● **Text segment**:
Man-Child
I don’t like it when there is a long line to see my dealer. It gives me time to reflect, and that is something that I’d rather not have. Not when it comes to something as shameful as this. Ahead of me, a young couple is buying a new television. They seem happy. I hope they make it. Ahead of them are a couple of kids buying a new video game. I’m a tad jealous of their youthful dexterity, being able to manipulate the latest massively huge controllers with over fifteen buttons, but still, I respect the video game culture. Ahead of them is a student buying a new laptop for probably his first year of college. I’m sure it will be free of porn for the next 30 minutes or so.
What I am acquiring today, I don’t let the others see. I tuck my selections against my thigh, the labels facing inward, so nobody knows. Nobody will know. None of my other accomplices here in line will be able to judge me if they don’t know.
Unfortunately, there seems to be a hold up in line; looks like the credit card machine is down at the register and I begin to think of where this terrible addiction of mine started.
The catalyst, I would have to say, would be a brand new, top-of-the-line VCR that my parents bought in 1986. Four hundred dollars this VCR cost at the time. The Beta vs. Video Cassette War was over, and spending that much on a VCR was a safe purchase. It would not be replaced until the late 1990’s, when DVDs were invented. After receiving the VCR, my parents then proceeded to record nearly every show and movie that they had even the slightest interest in. A typical tape would hold approximately two movies or about six episodes of ALF. I don’t really know how long it took them, because I always remember the secretary desk in my living room being completely stockpiled with self-labeled cassettes. The best tape by far in the entire collection was the one that held both Jaws and Back to the Future. I cringe to think about how many times my brother Phil and I viewed that tape. Let me just say that we got 400 dollars worth of viewing pleasure just from that tape alone.

● **Work to be completed**: Quote the stretch of the Man-Child essay from "What I am acquiring" through "they don’t know.".

Extracted data entries:

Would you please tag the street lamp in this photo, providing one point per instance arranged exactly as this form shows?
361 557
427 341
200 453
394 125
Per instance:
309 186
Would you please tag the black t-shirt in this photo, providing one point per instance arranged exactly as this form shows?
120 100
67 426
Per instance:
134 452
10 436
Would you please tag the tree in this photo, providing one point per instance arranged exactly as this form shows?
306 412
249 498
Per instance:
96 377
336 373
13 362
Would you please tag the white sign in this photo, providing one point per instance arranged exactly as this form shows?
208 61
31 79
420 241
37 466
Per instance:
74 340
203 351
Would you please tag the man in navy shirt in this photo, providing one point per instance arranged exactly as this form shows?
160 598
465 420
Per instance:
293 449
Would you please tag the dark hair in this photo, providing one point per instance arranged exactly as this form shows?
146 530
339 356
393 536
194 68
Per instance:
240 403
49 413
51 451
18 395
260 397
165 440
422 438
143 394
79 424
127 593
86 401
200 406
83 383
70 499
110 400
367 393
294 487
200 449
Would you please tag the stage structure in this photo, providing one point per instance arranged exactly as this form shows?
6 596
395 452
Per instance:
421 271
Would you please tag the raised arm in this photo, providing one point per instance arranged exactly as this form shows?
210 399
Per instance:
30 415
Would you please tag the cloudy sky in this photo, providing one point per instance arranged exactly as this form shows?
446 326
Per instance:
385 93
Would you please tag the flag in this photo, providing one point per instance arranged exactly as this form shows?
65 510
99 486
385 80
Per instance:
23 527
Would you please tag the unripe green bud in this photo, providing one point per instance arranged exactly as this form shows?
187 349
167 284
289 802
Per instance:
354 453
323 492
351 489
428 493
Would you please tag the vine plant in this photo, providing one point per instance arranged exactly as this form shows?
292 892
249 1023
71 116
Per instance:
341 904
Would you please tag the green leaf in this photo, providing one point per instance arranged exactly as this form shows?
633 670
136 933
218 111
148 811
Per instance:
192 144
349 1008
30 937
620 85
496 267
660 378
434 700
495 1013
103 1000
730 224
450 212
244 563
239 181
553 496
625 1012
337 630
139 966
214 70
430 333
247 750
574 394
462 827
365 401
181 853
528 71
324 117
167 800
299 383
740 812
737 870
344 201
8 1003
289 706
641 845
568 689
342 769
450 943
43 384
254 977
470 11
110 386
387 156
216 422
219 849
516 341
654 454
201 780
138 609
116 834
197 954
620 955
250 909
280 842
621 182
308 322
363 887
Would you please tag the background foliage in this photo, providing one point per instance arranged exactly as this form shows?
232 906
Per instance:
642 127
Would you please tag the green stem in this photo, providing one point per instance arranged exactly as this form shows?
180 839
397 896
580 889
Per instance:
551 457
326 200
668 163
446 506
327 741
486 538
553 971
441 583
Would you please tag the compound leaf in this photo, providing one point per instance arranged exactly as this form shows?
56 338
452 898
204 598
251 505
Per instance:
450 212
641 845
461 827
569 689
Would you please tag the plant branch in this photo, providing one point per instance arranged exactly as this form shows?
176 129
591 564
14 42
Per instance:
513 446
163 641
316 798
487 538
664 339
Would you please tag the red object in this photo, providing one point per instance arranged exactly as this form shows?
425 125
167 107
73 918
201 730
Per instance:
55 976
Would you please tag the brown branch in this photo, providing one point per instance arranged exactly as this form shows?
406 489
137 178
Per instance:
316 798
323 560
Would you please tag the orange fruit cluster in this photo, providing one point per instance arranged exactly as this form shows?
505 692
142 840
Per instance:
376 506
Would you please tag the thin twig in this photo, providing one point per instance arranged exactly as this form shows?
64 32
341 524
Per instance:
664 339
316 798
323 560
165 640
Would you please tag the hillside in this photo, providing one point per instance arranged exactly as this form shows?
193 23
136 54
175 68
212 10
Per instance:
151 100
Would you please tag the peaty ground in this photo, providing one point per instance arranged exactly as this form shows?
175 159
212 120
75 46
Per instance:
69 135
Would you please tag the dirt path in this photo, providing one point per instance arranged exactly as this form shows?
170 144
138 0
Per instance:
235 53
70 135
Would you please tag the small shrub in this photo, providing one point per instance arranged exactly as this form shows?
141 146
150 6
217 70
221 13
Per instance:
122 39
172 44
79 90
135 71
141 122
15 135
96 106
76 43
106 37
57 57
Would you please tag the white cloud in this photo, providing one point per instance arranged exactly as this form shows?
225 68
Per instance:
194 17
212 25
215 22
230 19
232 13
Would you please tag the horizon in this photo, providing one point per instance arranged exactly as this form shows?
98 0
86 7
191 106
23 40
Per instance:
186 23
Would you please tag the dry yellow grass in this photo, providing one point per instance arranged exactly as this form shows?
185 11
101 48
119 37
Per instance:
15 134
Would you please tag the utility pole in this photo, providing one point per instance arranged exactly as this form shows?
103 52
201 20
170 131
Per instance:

● **Problem solution**:
What I am acquiring today, I don’t let the others see. I tuck my selections against my thigh, the labels facing inward, so nobody knows. Nobody will know. None of my other accomplices here in line will be able to judge me if they don’t know.